● **Given information**

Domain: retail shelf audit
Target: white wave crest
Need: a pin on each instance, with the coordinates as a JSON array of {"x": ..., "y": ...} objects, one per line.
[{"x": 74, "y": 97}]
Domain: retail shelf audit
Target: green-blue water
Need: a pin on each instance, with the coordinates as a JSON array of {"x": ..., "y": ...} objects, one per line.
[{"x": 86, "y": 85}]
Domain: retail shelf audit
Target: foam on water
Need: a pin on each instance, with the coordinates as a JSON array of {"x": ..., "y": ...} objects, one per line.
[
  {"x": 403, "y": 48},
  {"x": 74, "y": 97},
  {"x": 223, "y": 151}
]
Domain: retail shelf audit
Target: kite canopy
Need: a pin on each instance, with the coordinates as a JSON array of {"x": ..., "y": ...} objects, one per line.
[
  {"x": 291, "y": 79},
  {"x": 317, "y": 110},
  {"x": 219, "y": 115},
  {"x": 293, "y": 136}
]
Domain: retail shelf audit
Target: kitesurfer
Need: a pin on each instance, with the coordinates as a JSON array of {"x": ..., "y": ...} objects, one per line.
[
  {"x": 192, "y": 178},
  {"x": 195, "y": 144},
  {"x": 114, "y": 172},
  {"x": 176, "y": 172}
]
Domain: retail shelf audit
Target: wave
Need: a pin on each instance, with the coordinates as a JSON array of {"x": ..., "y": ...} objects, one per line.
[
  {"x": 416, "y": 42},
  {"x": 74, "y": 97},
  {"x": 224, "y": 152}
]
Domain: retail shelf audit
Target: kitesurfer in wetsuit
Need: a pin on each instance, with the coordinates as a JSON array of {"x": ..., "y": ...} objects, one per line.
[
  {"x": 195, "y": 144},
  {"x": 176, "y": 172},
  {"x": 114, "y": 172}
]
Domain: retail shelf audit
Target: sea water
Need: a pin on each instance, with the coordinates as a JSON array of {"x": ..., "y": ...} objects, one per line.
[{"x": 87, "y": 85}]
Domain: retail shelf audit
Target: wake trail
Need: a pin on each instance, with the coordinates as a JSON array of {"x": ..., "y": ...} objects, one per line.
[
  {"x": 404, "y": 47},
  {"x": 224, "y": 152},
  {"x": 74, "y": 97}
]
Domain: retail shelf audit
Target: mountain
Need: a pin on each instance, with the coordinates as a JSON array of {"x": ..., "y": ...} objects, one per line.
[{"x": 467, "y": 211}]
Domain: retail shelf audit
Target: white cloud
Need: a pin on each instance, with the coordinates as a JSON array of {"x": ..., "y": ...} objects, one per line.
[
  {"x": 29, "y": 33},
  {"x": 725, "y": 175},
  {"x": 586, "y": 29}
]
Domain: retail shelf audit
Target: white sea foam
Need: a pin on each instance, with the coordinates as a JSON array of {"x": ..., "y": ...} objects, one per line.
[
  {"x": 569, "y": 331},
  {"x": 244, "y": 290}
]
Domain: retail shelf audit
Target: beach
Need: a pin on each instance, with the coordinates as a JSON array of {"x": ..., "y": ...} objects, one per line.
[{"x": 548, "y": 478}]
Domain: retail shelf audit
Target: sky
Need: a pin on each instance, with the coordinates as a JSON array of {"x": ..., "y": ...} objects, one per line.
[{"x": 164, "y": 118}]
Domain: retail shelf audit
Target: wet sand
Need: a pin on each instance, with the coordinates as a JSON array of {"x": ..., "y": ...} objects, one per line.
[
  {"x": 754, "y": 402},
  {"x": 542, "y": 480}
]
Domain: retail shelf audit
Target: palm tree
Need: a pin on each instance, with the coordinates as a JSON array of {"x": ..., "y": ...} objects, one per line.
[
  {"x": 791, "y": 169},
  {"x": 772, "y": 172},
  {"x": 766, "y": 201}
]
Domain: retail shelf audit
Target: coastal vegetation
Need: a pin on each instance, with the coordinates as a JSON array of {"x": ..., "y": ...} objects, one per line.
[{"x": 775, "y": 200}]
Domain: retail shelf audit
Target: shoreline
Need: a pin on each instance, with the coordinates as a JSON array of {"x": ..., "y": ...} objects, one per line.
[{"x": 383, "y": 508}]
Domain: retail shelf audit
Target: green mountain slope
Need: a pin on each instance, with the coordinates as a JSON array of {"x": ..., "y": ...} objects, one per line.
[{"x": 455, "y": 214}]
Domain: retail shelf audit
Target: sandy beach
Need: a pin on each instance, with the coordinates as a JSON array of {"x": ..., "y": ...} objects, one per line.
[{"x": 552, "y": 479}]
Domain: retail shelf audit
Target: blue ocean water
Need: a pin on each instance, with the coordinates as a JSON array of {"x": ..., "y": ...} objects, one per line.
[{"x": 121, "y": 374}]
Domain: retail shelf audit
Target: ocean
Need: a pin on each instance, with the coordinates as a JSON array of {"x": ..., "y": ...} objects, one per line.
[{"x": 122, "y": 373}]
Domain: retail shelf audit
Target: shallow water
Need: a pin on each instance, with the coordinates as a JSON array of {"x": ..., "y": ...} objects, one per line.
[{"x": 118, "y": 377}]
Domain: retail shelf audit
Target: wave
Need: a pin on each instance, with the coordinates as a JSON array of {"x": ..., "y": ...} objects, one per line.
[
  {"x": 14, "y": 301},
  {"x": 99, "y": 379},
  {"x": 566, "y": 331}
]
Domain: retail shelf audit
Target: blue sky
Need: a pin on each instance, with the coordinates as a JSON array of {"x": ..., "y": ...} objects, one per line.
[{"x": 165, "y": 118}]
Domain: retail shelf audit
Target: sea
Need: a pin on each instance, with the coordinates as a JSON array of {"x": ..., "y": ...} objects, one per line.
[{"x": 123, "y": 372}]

● **Problem**
Write out all the lines again, exactly as they are.

● **Completed task**
Domain: retail shelf audit
Target: white wave crest
Need: a pin on each instance, with the coordinates as a JSON array of {"x": ..., "y": ...} objects, one per line.
[{"x": 74, "y": 97}]
Domain: retail shelf audit
Target: green-blue water
Need: a pin on each instance, with the coordinates as a JSON array of {"x": ..., "y": ...} objects, one per line.
[{"x": 86, "y": 85}]
Domain: retail shelf audit
Target: foam on water
Need: a pin on each instance, with the coordinates as a JSON array of {"x": ..., "y": ...} objects, one per line.
[
  {"x": 403, "y": 48},
  {"x": 74, "y": 97},
  {"x": 223, "y": 151}
]
Domain: retail shelf audit
Target: kite canopy
Need: a pin on each instance, with the coordinates as a JSON array of {"x": ..., "y": ...} objects, one per line.
[
  {"x": 291, "y": 79},
  {"x": 317, "y": 110},
  {"x": 219, "y": 115},
  {"x": 293, "y": 136}
]
Domain: retail shelf audit
Target: kitesurfer
Need: a pin on each instance, with the coordinates as a JSON array of {"x": ..., "y": ...} objects, one per line.
[
  {"x": 192, "y": 178},
  {"x": 195, "y": 144},
  {"x": 114, "y": 172},
  {"x": 176, "y": 172}
]
Domain: retail shelf audit
Target: wave
Need: a pin on each instance, with the coordinates as a JSON array of {"x": ..., "y": ...} objects, one per line.
[
  {"x": 416, "y": 42},
  {"x": 74, "y": 97},
  {"x": 224, "y": 152}
]
Domain: retail shelf audit
Target: kitesurfer in wetsuit
Need: a pin on each instance, with the coordinates as a JSON array of {"x": ..., "y": ...} objects, one per line.
[
  {"x": 195, "y": 144},
  {"x": 176, "y": 172},
  {"x": 114, "y": 172}
]
Domain: retail shelf audit
Target: sea water
Need: a pin on each instance, with the coordinates as a JSON array of {"x": ..., "y": ...} objects, one per line.
[{"x": 87, "y": 85}]
Domain: retail shelf audit
Target: wake trail
Need: a pin on each instance, with the coordinates as a JSON array of {"x": ..., "y": ...} objects, one per line.
[
  {"x": 404, "y": 47},
  {"x": 224, "y": 152},
  {"x": 74, "y": 97}
]
Domain: retail shelf audit
Target: mountain
Need: a pin on each instance, with the coordinates as a JSON array of {"x": ..., "y": ...} objects, one per line.
[{"x": 467, "y": 211}]
Domain: retail shelf audit
Target: white cloud
Need: a pin on each instance, with the coordinates as a JSON array of {"x": ..., "y": ...} objects, one per line.
[
  {"x": 29, "y": 33},
  {"x": 725, "y": 175},
  {"x": 586, "y": 29}
]
Domain: retail shelf audit
Target: white sea foam
Need: a pin on each instance, with the coordinates as a JSON array of {"x": ..., "y": ...} objects, one per line.
[
  {"x": 569, "y": 331},
  {"x": 244, "y": 290}
]
Domain: retail shelf audit
Target: beach
Need: a pin on each instance, with the coordinates as a JSON array of {"x": ..., "y": ...} objects, one per line.
[{"x": 548, "y": 478}]
Domain: retail shelf audit
Target: sky
Need: a pin on each instance, with the coordinates as a JSON array of {"x": ..., "y": ...} objects, one per line.
[{"x": 164, "y": 118}]
Domain: retail shelf audit
Target: wet sand
Need: a pin on each instance, with the coordinates as a JSON array of {"x": ..., "y": ...} objects, one per line.
[
  {"x": 754, "y": 402},
  {"x": 542, "y": 480}
]
Domain: retail shelf audit
Target: palm tree
Need: a pin on each instance, with the coordinates as a JSON array of {"x": ..., "y": ...} objects, one per line.
[
  {"x": 791, "y": 169},
  {"x": 772, "y": 172},
  {"x": 766, "y": 201}
]
Domain: retail shelf audit
Target: coastal vegetation
Need: a pin on each instance, with the coordinates as a JSON array of {"x": ..., "y": ...} objects, one per line.
[{"x": 775, "y": 200}]
Domain: retail shelf audit
Target: shoreline
Need: a pin on each instance, with the coordinates as a JSON array of {"x": ..., "y": ...} objects, one per line.
[{"x": 383, "y": 508}]
Domain: retail shelf audit
Target: green mountain slope
Need: a pin on each instance, with the coordinates as a JSON array of {"x": ..., "y": ...} objects, one per line.
[{"x": 455, "y": 214}]
Domain: retail shelf audit
Target: sandy beach
Need: a pin on each instance, with the coordinates as a JSON array of {"x": ..., "y": ...} objects, one per line.
[{"x": 552, "y": 479}]
Domain: retail shelf audit
Target: blue ocean water
Need: a pin on each instance, with the coordinates as a JSON array of {"x": ..., "y": ...} objects, one per line.
[{"x": 121, "y": 374}]
Domain: retail shelf audit
Target: ocean
Need: a pin on each instance, with the coordinates as a JSON array of {"x": ..., "y": ...} objects, one per line.
[{"x": 122, "y": 373}]
Domain: retail shelf audit
Target: shallow water
Need: a pin on each instance, with the coordinates as a JSON array of {"x": ..., "y": ...} objects, one per line.
[{"x": 118, "y": 377}]
Domain: retail shelf audit
Target: wave
Need: a pin on each instance, with the coordinates as a JSON array of {"x": ..., "y": ...} objects, one per line.
[
  {"x": 14, "y": 301},
  {"x": 99, "y": 379},
  {"x": 566, "y": 331}
]
Domain: retail shelf audit
Target: blue sky
Need: a pin on each instance, with the coordinates as a JSON array of {"x": ..., "y": ...} objects, one per line.
[{"x": 165, "y": 118}]
Domain: retail shelf audit
Target: sea
Need: a pin on each instance, with the coordinates as a JSON array of {"x": ..., "y": ...} objects, one per line.
[{"x": 123, "y": 372}]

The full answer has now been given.